**EXCERPT TO READ:**
-------

Issue Age vs Attained Age Policy
Issue Age
Issue Age-rated states are those in which you are “locked” in at the age at which you get your policy. For instance, if you get your policy at age 65, you will always be charged 65-year-old rates. The premium can still go up every year, not because of your age, but because of several other factors including companies’ claims loss ratio, inflation, and many other factors. We find that issue-age states tend to have higher nationally averaged premiums but are much more stable over time. Issue age states are the most important in making an informed decision on which plan and company you choose. This is because if you decide to switch plans or companies later, you will pay the premiums to reflect that age and lose your previous issue age.
Advantages:
- Premiums are usually lower when the policy is issued at a younger age. You lock in a lower rate, and it remains the same throughout the life of the policy.
- Over time, you may pay less in total premiums compared to an attained age policy if you keep the policy for an extended period.
Considerations:
- The initial premium might be higher than for an attained age policy if you purchase at an older age.
Attained Age
Attained age-rated states are those in which the premium always reflects your age. As you age, your risk is greater, and your premiums reflect that risk. In these states, you will find that premiums start low at age 65, but tend to go up 4% or more every year with the chance of having 2 rate increases in the same year. One increase for age and another increase for reasons outlined above. Attained age states make shopping around every year worth your while as you are never locked into an age-like issue age states. Some companies still vow only to give one rate increase per year. Be sure to ask your agent which companies those are.
Advantages:
- The initial premium may be lower if you purchase the policy at an older age compared to an issue-age policy at the same age.
- The policy might be more affordable in the short term if you don’t plan to keep it for a long duration.
Considerations:
- Premiums typically increase as you age, so the policy can become more expensive over time.
- If you plan to keep the policy for a long period, you may end up paying more in total premiums compared to an issue-age policy.
This appointment is meant to alleviate any concerns and there is no-cost or obligation to make a change.
Community Rated
Community age states are those that charge the same premium no matter your age or gender. A male at age 80 will pay the same premium as a female at age 65 for the same plan and company. Premiums tend to be higher than the national average in these states since the premium is weighted between all ages and genders.
Advantages:
- Premiums are determined by factors related to the entire community or geographic area, leading to uniform premiums for all members within that community.
- This approach can provide stability and affordability for individuals with varying health statuses.
Considerations:
- Some argue that community-rated policies may result in higher premiums for healthier individuals compared to other rating methods, potentially leading to a sense of unfairness.

-------

**YOUR GOAL:** According to the text on policy rating methods, how does an 80-year-old male's premium compare with a 65-year-old female's in a community-rated state? Answer using only the text on policy rating methods.

**PROVIDED RECORDS:**
-------

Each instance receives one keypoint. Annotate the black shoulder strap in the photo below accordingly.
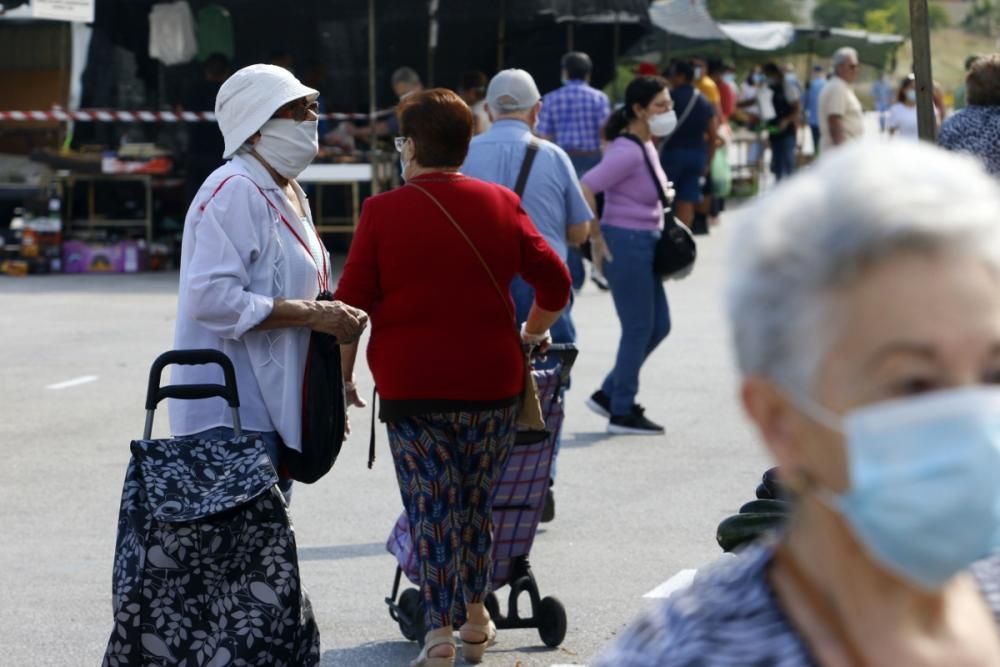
(529, 159)
(649, 165)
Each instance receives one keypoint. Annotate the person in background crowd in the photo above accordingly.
(572, 117)
(472, 90)
(205, 142)
(552, 196)
(624, 241)
(882, 420)
(723, 77)
(902, 117)
(882, 96)
(960, 91)
(841, 116)
(704, 83)
(687, 151)
(976, 128)
(783, 129)
(252, 264)
(445, 353)
(813, 91)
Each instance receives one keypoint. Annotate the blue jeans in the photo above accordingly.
(783, 156)
(641, 304)
(272, 443)
(563, 331)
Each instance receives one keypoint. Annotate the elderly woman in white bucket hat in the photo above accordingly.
(252, 264)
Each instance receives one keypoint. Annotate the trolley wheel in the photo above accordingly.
(412, 624)
(551, 618)
(492, 605)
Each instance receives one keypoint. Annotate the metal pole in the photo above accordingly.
(920, 35)
(373, 137)
(501, 34)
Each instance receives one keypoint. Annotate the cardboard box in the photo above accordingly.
(121, 257)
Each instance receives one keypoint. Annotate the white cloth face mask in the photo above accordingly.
(287, 145)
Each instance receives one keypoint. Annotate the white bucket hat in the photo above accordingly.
(250, 97)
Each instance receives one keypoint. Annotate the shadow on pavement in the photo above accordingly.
(343, 551)
(373, 653)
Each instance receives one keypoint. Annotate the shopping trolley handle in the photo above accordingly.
(155, 393)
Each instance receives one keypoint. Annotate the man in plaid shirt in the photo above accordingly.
(572, 117)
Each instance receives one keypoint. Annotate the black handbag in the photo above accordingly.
(676, 250)
(324, 410)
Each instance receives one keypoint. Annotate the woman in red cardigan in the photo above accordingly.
(445, 351)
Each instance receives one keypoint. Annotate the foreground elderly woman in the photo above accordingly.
(433, 262)
(868, 337)
(252, 265)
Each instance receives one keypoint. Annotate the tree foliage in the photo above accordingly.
(892, 16)
(741, 10)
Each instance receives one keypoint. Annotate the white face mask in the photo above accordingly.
(288, 146)
(663, 124)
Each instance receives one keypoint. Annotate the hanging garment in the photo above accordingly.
(171, 33)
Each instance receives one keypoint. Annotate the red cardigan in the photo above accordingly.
(438, 327)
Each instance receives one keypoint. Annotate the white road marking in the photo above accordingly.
(73, 383)
(679, 581)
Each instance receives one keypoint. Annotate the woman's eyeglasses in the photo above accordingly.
(298, 110)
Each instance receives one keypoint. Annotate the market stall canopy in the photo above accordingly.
(685, 27)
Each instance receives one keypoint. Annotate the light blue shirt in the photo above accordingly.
(812, 100)
(552, 196)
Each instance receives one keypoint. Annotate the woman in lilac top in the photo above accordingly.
(625, 241)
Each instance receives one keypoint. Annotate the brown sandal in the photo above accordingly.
(473, 651)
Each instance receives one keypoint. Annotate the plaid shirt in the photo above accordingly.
(572, 116)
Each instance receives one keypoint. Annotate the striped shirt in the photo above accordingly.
(733, 617)
(572, 116)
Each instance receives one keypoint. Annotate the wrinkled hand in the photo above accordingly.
(338, 319)
(599, 253)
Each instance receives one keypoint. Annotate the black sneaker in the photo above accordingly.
(635, 423)
(549, 509)
(600, 403)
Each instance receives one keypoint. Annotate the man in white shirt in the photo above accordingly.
(841, 115)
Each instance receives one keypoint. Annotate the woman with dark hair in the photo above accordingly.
(902, 120)
(976, 128)
(624, 241)
(432, 261)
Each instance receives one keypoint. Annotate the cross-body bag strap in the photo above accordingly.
(652, 170)
(684, 114)
(486, 267)
(529, 159)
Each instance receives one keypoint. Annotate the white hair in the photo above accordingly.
(822, 230)
(844, 55)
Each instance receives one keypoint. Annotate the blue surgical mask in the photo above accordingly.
(924, 492)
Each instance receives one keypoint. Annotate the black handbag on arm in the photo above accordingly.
(676, 250)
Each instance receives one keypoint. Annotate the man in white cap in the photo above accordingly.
(252, 264)
(540, 172)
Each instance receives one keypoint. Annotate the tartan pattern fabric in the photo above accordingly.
(573, 116)
(447, 466)
(518, 495)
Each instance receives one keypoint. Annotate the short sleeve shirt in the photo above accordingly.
(690, 134)
(837, 99)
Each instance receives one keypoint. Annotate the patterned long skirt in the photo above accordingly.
(447, 465)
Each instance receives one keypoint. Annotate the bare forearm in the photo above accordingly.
(540, 320)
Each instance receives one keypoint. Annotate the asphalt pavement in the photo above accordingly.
(631, 511)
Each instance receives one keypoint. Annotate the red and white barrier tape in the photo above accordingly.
(115, 116)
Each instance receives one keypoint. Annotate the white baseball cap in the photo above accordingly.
(512, 90)
(250, 97)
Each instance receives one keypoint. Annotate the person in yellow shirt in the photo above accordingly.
(705, 85)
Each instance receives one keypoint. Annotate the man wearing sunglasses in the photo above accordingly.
(841, 115)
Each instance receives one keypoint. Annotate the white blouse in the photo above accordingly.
(237, 256)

-------

**RESULT:** He pays the same premium as she does for the same plan and company.